• Text for analysis

Fines, remediation & campaign contributions: all “a cost of doing business”
The state Department of Environmental Protection announced last week it had fined Chesapeake Appalachia LLC “$565,000 for multiple violations” in its Marcellus operations. Chesapeake Appalachia is a subsidiary of Chesapeake Energy Corporation, an Oklahoma City, Okla.-based company which claims to be the nation’s second largest producer of natural gas.
In Potter County, the company was found to have insufficient erosion and sedimentation controls. The deficiency was discovered when heavy rains washed dirt off a road and a nearby well pad, into the Right Branch of Wetmore Run, am environmentally high-quality stream.
“High-quality streams receive some of the highest levels of protection in the state,” DEP Secretary Mike Krancer said in a prepared statement, “and (natural gas drilling) operators are expected to ensure their work does not negatively affect them.
The sediment carried by the stream also “impacted” Galeton Borough Authority’s water treatment filters, which, to be fair, Chesapeake paid to repair.
In Bradford County, the driller “lost control of a well head during hydraulic fracturing of the Atgas 2H Well in Leroy Township,” according to the DEP statement. Fracking fluids and rainwater washed into a nearby unnamed tributary to Towanda Creek, and then into Towanda Creek itself.
The spill, which took the company six days to fully control, dumped dissolved solids, chlorides and barium into Towanda Creek.

• Tasks to complete
a: Reproduce the passage of the article on the Chesapeake fines that opens with the words containing "The state Department" and closes with "of natural gas.".
b: According to the article on the Chesapeake fines, how long did it take the company to fully control the spill into Towanda Creek?

• Dataset
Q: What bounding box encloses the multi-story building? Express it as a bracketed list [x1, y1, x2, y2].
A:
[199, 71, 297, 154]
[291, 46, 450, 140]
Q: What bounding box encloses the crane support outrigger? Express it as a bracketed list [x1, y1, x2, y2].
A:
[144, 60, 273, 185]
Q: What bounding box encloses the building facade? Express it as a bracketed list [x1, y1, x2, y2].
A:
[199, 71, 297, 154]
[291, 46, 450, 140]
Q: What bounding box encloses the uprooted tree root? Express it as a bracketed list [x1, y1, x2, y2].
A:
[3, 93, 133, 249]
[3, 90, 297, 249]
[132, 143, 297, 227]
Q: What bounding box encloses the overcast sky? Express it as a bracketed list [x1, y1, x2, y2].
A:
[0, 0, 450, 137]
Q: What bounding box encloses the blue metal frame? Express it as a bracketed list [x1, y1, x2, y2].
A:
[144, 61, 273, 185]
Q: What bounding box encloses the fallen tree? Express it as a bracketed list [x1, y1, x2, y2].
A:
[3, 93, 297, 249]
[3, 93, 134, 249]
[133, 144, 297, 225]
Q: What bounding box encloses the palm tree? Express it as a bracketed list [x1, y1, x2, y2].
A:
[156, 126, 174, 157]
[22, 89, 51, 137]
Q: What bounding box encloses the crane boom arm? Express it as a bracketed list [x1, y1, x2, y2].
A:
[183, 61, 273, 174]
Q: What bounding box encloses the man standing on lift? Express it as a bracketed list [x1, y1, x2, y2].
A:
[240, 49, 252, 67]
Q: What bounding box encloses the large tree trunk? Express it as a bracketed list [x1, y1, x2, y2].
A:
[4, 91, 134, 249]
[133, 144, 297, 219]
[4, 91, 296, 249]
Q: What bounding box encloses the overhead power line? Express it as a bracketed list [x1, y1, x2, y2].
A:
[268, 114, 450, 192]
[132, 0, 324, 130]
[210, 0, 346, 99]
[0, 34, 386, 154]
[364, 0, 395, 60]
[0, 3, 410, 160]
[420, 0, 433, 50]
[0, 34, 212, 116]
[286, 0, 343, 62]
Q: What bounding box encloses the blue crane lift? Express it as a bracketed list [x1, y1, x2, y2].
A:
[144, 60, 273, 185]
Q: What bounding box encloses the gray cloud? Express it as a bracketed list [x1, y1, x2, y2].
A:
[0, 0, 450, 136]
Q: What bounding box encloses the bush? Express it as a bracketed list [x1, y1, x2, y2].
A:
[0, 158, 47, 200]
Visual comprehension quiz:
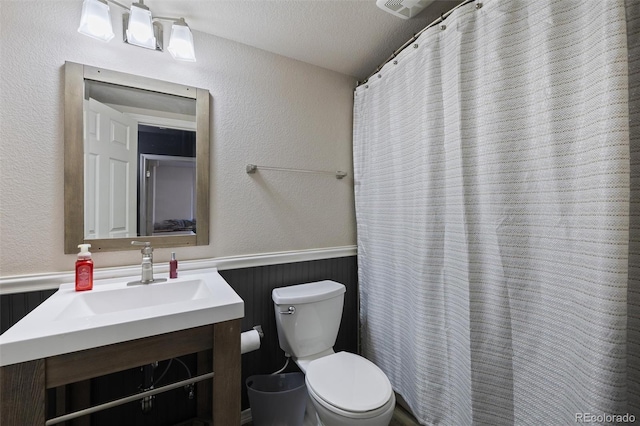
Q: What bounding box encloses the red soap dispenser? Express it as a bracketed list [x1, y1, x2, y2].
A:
[76, 244, 93, 291]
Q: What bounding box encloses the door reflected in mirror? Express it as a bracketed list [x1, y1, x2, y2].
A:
[65, 62, 209, 253]
[84, 80, 196, 240]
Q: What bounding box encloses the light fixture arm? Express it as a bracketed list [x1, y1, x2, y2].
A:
[107, 0, 129, 10]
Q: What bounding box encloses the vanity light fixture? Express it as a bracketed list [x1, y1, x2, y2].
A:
[78, 0, 113, 41]
[126, 0, 156, 50]
[167, 18, 196, 62]
[78, 0, 196, 62]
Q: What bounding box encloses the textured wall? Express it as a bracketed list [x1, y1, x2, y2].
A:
[0, 0, 355, 276]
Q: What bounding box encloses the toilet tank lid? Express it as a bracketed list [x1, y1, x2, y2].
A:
[271, 280, 346, 305]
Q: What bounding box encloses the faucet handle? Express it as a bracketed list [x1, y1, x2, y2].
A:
[131, 241, 153, 256]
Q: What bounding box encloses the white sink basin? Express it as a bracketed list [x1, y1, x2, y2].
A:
[54, 278, 213, 321]
[0, 268, 244, 366]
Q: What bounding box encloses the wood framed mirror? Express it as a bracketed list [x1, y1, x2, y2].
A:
[64, 62, 210, 254]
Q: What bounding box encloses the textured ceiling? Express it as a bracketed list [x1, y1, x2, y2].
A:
[145, 0, 460, 80]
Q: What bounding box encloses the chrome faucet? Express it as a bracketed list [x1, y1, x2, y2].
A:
[127, 241, 167, 285]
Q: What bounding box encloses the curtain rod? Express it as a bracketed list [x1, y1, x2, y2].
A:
[356, 0, 482, 88]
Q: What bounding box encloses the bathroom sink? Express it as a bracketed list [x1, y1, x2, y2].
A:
[54, 278, 213, 321]
[0, 268, 244, 366]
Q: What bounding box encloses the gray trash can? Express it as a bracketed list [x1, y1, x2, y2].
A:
[245, 373, 307, 426]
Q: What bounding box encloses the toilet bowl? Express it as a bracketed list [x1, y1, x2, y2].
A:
[272, 280, 396, 426]
[305, 352, 396, 426]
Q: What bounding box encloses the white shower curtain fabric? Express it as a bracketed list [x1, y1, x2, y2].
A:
[353, 0, 640, 426]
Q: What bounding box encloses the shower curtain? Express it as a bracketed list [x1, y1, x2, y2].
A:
[353, 0, 640, 426]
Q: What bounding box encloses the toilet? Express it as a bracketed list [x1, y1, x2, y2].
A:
[271, 280, 396, 426]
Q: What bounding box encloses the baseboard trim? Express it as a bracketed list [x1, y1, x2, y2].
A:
[0, 246, 357, 294]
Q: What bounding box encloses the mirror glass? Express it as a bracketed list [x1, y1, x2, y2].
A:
[65, 63, 209, 253]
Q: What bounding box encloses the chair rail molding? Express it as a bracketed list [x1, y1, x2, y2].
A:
[0, 246, 357, 294]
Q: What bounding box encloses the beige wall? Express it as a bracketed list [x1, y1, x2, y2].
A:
[0, 0, 355, 277]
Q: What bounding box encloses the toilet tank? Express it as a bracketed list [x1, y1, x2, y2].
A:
[271, 280, 346, 358]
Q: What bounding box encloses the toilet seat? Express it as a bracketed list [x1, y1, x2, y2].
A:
[306, 352, 393, 418]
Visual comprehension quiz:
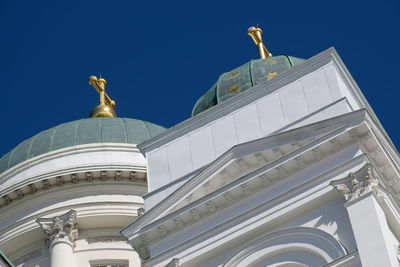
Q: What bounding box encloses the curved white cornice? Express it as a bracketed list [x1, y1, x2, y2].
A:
[0, 143, 146, 183]
[0, 143, 147, 206]
[223, 227, 346, 267]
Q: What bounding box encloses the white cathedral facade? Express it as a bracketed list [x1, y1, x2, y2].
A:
[0, 30, 400, 267]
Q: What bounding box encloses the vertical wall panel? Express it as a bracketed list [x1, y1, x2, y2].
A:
[190, 127, 215, 170]
[168, 137, 193, 181]
[146, 147, 169, 192]
[301, 69, 332, 112]
[279, 82, 308, 123]
[211, 115, 238, 157]
[324, 65, 342, 101]
[234, 104, 261, 143]
[256, 93, 285, 136]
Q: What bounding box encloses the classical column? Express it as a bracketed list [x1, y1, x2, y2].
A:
[36, 210, 78, 267]
[331, 164, 399, 267]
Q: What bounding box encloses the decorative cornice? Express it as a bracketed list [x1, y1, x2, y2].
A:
[36, 210, 78, 248]
[0, 171, 147, 209]
[13, 248, 42, 265]
[330, 163, 379, 203]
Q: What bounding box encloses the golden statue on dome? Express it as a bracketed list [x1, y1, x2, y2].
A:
[89, 76, 117, 118]
[247, 24, 272, 59]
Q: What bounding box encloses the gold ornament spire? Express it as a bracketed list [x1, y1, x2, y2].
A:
[247, 24, 272, 58]
[89, 76, 117, 118]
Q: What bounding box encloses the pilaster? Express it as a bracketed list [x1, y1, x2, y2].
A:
[36, 210, 78, 267]
[331, 164, 398, 267]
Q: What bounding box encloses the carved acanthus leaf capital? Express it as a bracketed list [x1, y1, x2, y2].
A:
[36, 210, 78, 247]
[330, 163, 379, 202]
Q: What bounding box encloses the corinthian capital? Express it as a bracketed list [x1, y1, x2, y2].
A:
[36, 210, 78, 248]
[330, 163, 379, 202]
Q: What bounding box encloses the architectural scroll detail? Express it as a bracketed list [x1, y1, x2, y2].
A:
[331, 164, 379, 202]
[36, 210, 78, 248]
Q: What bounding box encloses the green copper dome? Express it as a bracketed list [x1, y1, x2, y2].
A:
[0, 118, 166, 173]
[192, 55, 305, 116]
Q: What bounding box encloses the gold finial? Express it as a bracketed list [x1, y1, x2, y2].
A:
[89, 76, 117, 118]
[247, 24, 272, 58]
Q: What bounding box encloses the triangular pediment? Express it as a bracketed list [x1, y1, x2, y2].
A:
[124, 110, 366, 234]
[121, 110, 400, 258]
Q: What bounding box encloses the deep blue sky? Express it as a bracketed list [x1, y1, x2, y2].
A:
[0, 0, 400, 156]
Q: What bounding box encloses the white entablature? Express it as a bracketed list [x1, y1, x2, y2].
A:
[139, 48, 388, 209]
[121, 49, 400, 267]
[122, 110, 400, 266]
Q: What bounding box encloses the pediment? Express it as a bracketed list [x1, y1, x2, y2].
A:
[121, 110, 400, 258]
[123, 110, 368, 233]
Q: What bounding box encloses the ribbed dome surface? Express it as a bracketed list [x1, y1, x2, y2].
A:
[192, 55, 305, 116]
[0, 118, 166, 173]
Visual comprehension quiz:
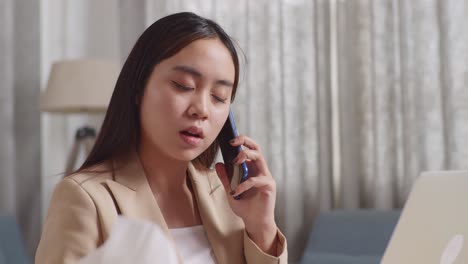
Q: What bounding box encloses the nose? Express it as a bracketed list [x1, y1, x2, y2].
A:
[188, 93, 209, 120]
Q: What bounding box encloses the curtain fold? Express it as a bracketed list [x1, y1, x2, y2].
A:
[337, 0, 468, 209]
[0, 0, 40, 256]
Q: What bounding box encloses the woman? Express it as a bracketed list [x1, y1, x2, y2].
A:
[36, 13, 287, 264]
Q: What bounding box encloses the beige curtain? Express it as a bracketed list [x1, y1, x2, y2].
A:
[335, 0, 468, 209]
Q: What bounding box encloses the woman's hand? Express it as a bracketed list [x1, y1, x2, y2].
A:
[215, 136, 278, 255]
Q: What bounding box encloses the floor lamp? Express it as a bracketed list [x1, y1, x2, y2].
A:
[40, 59, 120, 174]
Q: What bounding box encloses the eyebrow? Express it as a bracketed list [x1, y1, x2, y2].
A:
[172, 65, 234, 87]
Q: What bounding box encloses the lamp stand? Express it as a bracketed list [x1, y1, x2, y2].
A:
[65, 126, 96, 175]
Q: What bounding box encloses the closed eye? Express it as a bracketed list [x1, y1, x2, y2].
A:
[171, 81, 194, 91]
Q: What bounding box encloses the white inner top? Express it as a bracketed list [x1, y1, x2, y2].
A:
[169, 225, 216, 264]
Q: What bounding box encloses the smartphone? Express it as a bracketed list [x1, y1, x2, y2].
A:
[218, 111, 249, 196]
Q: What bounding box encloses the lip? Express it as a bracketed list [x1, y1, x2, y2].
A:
[180, 126, 205, 139]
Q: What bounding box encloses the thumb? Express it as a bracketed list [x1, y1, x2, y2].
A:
[215, 162, 231, 194]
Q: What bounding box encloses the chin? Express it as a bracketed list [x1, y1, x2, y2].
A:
[174, 150, 203, 162]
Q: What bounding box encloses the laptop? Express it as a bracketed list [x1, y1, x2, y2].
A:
[381, 171, 468, 264]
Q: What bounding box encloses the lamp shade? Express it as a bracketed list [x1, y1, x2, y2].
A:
[40, 59, 120, 113]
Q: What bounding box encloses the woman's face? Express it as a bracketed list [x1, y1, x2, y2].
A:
[140, 36, 235, 161]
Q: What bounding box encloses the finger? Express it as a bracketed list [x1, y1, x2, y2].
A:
[233, 149, 270, 175]
[230, 135, 260, 151]
[215, 162, 231, 194]
[232, 177, 275, 196]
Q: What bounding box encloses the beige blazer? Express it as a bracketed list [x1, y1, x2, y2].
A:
[35, 153, 287, 264]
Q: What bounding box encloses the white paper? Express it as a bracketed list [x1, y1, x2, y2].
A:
[78, 216, 178, 264]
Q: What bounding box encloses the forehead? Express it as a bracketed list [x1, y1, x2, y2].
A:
[155, 39, 235, 81]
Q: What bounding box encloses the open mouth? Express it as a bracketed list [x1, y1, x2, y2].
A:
[179, 126, 205, 146]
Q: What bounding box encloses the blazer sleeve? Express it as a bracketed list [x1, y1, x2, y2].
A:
[244, 229, 288, 264]
[35, 177, 100, 264]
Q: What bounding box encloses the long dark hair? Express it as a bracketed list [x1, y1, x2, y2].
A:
[78, 12, 239, 171]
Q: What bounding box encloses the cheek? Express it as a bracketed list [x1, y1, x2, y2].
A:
[213, 107, 229, 135]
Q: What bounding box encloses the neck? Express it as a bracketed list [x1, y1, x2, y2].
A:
[138, 140, 188, 193]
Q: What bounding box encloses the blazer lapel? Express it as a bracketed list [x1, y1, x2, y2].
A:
[188, 163, 245, 264]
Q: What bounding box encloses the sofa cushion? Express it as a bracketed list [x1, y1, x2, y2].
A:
[301, 253, 381, 264]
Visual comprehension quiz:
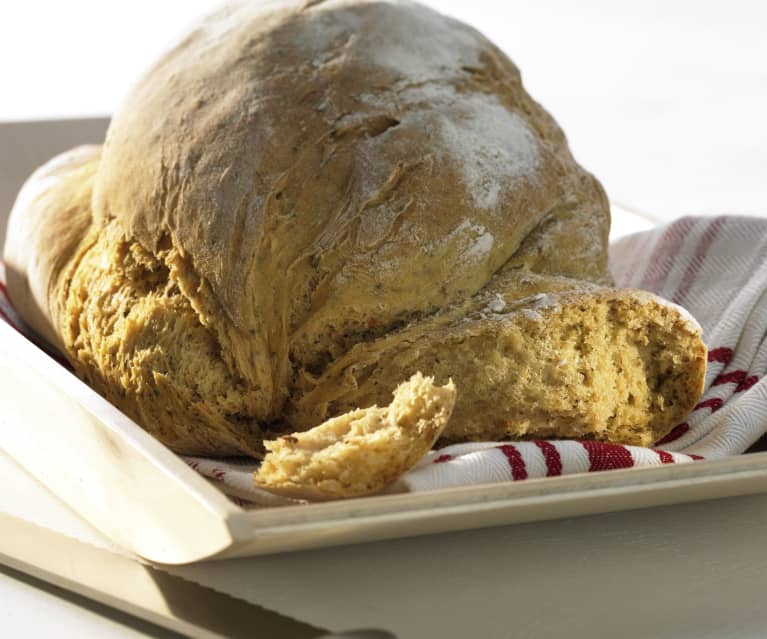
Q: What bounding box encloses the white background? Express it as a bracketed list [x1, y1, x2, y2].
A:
[0, 0, 767, 637]
[0, 0, 767, 219]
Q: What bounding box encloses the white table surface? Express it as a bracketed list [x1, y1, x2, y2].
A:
[0, 0, 767, 639]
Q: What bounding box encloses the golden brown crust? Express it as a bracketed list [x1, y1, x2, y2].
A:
[6, 0, 705, 464]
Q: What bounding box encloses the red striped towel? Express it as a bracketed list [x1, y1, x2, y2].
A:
[0, 216, 767, 505]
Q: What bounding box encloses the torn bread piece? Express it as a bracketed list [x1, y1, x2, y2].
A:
[254, 372, 456, 500]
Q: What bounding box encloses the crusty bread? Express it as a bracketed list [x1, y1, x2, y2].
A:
[255, 373, 455, 500]
[1, 0, 705, 476]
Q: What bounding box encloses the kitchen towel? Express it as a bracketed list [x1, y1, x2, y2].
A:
[0, 216, 767, 506]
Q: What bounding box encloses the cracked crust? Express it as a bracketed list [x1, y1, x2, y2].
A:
[254, 372, 456, 500]
[6, 0, 705, 464]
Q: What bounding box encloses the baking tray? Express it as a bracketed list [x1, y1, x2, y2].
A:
[0, 119, 767, 564]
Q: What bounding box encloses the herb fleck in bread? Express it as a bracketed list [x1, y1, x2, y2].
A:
[1, 0, 706, 490]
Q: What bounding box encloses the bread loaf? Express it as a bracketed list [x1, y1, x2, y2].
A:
[1, 0, 706, 480]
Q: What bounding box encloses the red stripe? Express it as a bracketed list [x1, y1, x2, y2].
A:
[708, 346, 733, 364]
[735, 375, 759, 393]
[639, 217, 695, 290]
[693, 397, 724, 413]
[671, 216, 727, 304]
[655, 422, 690, 446]
[581, 441, 634, 470]
[498, 444, 527, 479]
[711, 371, 747, 386]
[535, 441, 562, 477]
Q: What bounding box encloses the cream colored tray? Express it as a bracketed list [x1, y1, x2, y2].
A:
[0, 120, 767, 563]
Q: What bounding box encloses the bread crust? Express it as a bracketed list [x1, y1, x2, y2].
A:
[6, 0, 705, 464]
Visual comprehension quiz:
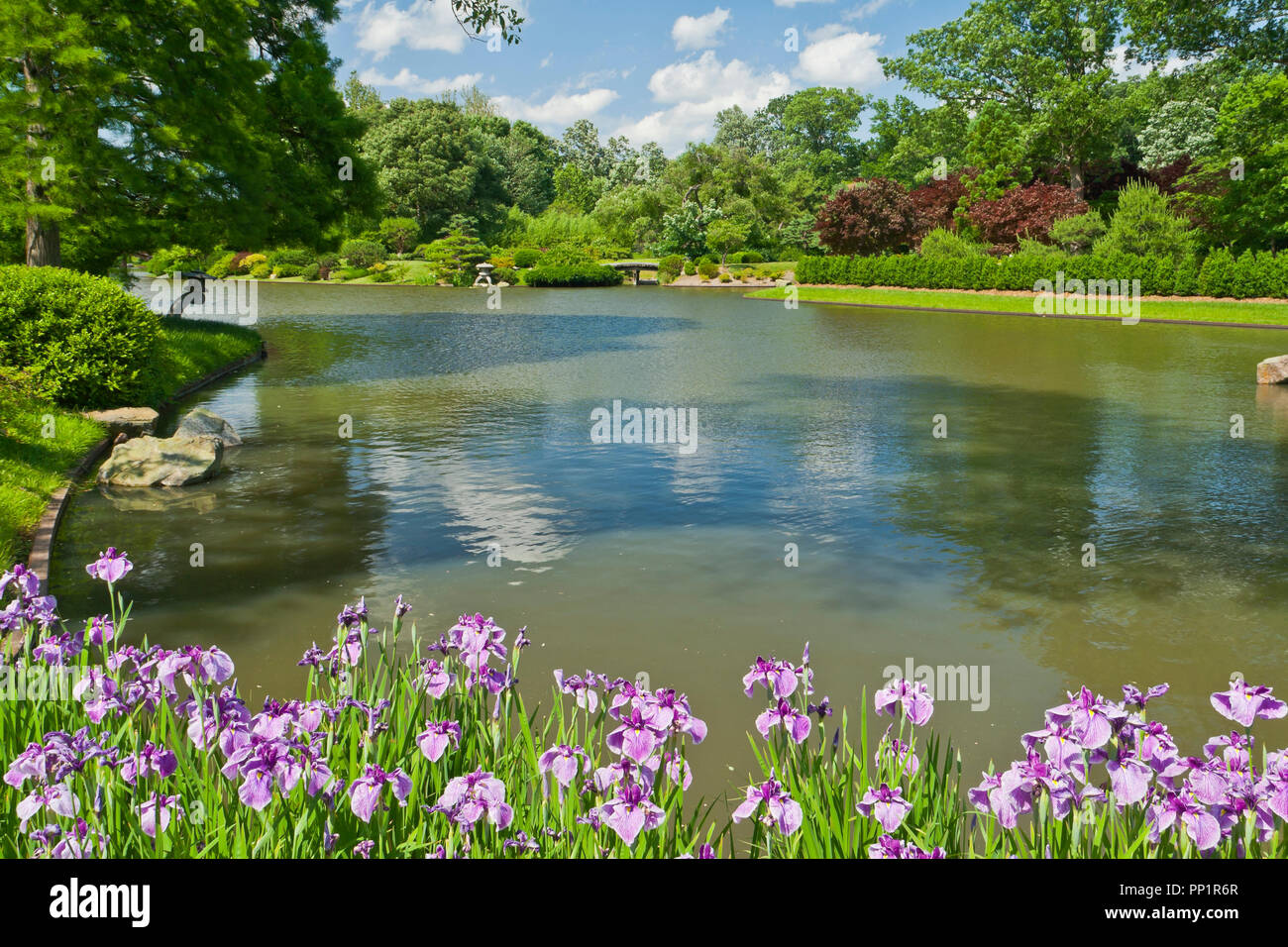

• Solutions below
a:
The state Department of Environmental Protection announced last week it had fined Chesapeake Appalachia LLC “$565,000 for multiple violations” in its Marcellus operations. Chesapeake Appalachia is a subsidiary of Chesapeake Energy Corporation, an Oklahoma City, Okla.-based company which claims to be the nation’s second largest producer of natural gas.

b: Six days.